• **Given task**
Can you write out the records below, from the line with "Could you help me find the duck's head" to the line with "column 972, row 252", both included, copying every line unchanged?

• **Extracted records**
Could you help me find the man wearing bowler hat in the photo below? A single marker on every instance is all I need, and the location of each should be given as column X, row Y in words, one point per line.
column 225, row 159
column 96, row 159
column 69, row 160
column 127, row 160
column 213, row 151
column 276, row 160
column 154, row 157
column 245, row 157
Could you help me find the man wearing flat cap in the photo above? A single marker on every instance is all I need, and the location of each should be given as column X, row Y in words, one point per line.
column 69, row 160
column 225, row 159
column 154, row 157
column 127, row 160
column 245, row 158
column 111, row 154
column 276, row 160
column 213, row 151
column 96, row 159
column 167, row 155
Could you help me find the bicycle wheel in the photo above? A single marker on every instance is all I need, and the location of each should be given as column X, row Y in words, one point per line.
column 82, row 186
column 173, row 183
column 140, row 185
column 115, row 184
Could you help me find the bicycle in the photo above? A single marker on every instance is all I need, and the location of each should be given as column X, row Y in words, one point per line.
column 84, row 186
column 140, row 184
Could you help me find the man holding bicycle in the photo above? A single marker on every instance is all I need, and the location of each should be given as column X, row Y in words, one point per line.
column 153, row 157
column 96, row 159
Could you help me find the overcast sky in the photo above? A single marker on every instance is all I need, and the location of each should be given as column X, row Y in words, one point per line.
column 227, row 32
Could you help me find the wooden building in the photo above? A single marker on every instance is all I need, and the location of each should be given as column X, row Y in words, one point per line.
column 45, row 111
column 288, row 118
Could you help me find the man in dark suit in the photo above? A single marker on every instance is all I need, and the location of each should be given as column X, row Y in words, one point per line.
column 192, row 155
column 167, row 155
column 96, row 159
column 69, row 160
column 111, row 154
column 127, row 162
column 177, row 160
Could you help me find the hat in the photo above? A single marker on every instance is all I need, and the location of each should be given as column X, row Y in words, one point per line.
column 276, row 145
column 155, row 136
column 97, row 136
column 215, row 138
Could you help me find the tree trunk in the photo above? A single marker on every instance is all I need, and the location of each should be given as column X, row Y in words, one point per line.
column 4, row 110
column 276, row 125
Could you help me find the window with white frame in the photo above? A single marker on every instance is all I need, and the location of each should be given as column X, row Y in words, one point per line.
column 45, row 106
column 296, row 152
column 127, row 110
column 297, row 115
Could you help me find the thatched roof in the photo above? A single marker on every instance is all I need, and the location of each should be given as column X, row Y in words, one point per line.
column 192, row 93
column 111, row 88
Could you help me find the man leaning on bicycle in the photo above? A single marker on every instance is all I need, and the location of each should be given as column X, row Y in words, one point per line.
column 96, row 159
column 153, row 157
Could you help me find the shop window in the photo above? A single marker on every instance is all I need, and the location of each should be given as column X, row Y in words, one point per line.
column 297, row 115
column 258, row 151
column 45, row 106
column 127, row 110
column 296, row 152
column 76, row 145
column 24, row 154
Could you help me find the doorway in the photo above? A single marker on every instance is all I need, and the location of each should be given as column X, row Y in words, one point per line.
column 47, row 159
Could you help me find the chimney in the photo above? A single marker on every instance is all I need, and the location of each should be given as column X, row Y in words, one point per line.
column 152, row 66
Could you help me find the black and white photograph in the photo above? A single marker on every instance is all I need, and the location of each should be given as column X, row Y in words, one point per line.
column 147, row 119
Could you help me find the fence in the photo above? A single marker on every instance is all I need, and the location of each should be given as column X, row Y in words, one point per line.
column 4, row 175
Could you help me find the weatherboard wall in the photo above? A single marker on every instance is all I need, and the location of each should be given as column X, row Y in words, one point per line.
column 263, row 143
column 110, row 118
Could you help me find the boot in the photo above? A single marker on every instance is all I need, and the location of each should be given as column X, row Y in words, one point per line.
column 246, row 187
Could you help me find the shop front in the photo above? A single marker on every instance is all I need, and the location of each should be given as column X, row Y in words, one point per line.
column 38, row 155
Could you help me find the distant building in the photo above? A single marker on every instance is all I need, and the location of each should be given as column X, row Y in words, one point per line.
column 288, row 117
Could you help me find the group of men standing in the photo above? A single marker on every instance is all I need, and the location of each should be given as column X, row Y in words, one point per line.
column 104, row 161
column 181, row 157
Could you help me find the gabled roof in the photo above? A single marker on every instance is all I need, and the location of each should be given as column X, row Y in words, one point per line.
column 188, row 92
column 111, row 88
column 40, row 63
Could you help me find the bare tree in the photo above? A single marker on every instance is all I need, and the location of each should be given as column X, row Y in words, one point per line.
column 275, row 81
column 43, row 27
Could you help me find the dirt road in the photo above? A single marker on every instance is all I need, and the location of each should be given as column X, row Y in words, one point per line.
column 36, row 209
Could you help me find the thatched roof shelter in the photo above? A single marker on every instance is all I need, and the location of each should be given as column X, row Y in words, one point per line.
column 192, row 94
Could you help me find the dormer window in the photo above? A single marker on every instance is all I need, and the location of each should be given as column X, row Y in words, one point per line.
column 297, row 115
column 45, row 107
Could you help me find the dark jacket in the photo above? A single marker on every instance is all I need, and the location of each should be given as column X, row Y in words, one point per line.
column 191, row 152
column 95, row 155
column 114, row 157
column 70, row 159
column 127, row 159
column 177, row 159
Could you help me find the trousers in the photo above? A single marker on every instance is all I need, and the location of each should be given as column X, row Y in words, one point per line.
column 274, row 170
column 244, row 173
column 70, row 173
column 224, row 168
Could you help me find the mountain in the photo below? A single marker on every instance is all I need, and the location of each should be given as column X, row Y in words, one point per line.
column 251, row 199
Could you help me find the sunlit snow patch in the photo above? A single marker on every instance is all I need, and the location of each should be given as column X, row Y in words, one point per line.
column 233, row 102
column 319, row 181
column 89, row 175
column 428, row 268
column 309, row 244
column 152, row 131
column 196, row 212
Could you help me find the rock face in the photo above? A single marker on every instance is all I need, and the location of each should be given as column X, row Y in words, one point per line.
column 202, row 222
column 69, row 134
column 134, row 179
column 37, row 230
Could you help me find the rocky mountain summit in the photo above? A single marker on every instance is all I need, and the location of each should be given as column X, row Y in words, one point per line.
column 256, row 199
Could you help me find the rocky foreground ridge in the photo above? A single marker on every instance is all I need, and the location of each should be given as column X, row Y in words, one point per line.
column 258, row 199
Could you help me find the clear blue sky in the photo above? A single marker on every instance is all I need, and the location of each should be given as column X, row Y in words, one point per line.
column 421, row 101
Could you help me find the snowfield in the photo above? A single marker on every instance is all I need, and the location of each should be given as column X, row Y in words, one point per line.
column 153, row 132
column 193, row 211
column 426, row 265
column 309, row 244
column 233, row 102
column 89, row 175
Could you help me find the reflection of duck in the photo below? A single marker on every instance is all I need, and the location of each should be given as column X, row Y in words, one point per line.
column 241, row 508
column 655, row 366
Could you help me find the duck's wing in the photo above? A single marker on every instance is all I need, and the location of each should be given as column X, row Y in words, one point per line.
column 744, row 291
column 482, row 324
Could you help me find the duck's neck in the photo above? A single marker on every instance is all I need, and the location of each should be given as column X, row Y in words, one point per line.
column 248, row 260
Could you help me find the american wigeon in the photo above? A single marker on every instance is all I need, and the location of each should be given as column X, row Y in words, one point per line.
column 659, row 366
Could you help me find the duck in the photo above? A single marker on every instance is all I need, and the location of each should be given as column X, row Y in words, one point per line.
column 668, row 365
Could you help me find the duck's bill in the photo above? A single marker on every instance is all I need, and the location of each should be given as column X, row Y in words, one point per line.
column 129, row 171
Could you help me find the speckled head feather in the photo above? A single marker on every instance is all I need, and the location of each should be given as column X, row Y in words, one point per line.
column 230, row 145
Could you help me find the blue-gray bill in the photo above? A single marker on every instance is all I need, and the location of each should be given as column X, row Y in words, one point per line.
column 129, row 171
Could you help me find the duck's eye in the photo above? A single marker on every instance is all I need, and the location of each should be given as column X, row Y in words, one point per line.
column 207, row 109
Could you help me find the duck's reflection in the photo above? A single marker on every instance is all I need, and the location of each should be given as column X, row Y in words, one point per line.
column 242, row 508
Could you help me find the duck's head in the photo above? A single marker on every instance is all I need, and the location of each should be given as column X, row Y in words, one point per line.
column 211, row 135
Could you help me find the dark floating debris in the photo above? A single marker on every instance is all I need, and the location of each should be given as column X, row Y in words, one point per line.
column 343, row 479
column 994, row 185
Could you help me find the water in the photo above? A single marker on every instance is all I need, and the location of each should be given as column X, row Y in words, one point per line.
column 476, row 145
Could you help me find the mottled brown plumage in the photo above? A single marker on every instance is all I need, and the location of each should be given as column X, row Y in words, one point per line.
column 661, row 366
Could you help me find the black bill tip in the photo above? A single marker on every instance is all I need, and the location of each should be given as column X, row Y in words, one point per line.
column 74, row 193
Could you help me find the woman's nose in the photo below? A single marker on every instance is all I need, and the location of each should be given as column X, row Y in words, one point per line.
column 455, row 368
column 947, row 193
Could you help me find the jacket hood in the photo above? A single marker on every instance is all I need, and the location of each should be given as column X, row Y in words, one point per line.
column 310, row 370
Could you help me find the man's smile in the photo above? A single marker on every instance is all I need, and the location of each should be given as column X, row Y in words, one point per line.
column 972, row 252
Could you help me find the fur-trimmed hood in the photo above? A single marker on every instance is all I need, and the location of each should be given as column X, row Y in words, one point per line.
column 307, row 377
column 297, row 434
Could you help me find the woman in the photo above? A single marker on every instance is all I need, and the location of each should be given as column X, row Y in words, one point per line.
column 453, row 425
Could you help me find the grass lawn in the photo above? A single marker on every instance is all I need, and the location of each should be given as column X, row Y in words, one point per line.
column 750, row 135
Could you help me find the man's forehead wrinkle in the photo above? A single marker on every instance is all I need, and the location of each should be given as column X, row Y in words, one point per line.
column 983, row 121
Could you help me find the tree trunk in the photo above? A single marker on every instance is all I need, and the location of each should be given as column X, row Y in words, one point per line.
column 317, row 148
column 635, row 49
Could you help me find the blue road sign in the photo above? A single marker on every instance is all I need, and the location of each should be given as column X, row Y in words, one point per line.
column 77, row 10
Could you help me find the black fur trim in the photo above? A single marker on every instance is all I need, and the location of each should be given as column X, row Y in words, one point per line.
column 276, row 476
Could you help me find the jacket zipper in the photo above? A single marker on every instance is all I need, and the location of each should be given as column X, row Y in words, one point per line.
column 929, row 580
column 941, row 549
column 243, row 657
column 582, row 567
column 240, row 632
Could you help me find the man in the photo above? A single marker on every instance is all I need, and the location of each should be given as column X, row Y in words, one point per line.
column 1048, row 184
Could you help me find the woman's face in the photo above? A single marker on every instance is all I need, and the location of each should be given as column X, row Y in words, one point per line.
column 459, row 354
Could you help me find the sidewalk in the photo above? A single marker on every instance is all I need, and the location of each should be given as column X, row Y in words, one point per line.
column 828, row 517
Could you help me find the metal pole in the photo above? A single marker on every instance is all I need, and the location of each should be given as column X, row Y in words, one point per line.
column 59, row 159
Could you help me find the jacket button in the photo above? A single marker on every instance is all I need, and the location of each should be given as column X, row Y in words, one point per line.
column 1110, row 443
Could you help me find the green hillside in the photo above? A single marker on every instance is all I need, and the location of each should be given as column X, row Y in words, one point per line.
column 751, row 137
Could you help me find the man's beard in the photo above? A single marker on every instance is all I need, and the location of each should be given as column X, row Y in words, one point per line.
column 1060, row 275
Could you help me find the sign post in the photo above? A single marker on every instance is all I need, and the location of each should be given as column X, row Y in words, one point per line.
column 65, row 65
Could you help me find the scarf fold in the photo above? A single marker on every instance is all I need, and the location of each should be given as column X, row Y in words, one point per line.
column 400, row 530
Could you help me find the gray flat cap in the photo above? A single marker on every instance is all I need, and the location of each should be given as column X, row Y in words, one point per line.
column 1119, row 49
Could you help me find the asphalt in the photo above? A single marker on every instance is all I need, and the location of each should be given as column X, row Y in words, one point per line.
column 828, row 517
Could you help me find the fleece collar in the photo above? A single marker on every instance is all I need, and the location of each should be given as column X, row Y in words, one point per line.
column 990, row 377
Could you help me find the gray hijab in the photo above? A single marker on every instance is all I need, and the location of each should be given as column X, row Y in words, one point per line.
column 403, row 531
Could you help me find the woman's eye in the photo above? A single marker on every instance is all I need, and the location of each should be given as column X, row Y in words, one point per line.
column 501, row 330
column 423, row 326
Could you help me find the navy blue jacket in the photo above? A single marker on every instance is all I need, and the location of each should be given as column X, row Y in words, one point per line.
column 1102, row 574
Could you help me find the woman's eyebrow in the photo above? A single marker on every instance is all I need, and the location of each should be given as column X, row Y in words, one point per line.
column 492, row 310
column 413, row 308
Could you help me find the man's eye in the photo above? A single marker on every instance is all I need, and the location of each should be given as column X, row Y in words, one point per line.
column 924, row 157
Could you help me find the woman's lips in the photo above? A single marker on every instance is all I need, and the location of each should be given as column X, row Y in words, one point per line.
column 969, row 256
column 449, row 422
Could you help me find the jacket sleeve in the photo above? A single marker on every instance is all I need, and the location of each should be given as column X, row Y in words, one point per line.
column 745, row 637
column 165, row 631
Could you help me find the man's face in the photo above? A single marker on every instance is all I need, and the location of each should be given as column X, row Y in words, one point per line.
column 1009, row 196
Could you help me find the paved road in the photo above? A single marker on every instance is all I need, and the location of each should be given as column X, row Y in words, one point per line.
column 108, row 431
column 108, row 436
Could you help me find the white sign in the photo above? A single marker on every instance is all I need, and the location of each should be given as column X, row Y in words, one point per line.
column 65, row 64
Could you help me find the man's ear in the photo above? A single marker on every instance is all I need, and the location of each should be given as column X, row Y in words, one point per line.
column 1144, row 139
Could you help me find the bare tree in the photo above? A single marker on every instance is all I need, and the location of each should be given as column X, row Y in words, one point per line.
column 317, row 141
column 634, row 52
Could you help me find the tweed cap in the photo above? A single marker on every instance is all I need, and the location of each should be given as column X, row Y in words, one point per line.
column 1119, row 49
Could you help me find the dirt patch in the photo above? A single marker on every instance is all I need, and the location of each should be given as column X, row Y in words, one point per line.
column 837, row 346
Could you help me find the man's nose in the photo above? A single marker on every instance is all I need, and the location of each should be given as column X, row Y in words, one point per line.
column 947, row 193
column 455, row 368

• **In response**
Could you help me find the duck's head in the photo above? A single marker on every instance is all I need, and the location of each should be given as column X, row Y in words, one point per line.
column 211, row 135
Could you help me find the dark floating debris in the photo above? A single marker on every instance is all I need, and the location of each should be given as column X, row Y in words, one point per line.
column 343, row 479
column 994, row 185
Could you help me find the water in the photo above? A single marker on every instance is all I need, and the location of each should be given as column X, row Y in words, one point per line.
column 476, row 145
Could you help me find the mottled brown plumage in the photo above? A single marker on every instance is all I need, and the location of each should be given as column X, row Y in words, one point per line.
column 661, row 366
Could you help me find the black bill tip in the photo above? A single marker on every instance is all I need, and the location of each should be given as column X, row Y in words, one point per line.
column 74, row 193
Could you help me find the woman's nose in the photo below? A single marker on every instance is all I need, and the location of each should be given as column X, row Y in words, one point per line.
column 455, row 368
column 947, row 193
Could you help me find the jacket hood in the photo above? A single marker on every instance is all I need, and the location of each should be given as column X, row Y in words, one point per line.
column 310, row 370
Could you help me find the man's smile in the photo above? A single marker on every instance is all I need, and the location of each should be given as column X, row Y in words, one point per line.
column 972, row 252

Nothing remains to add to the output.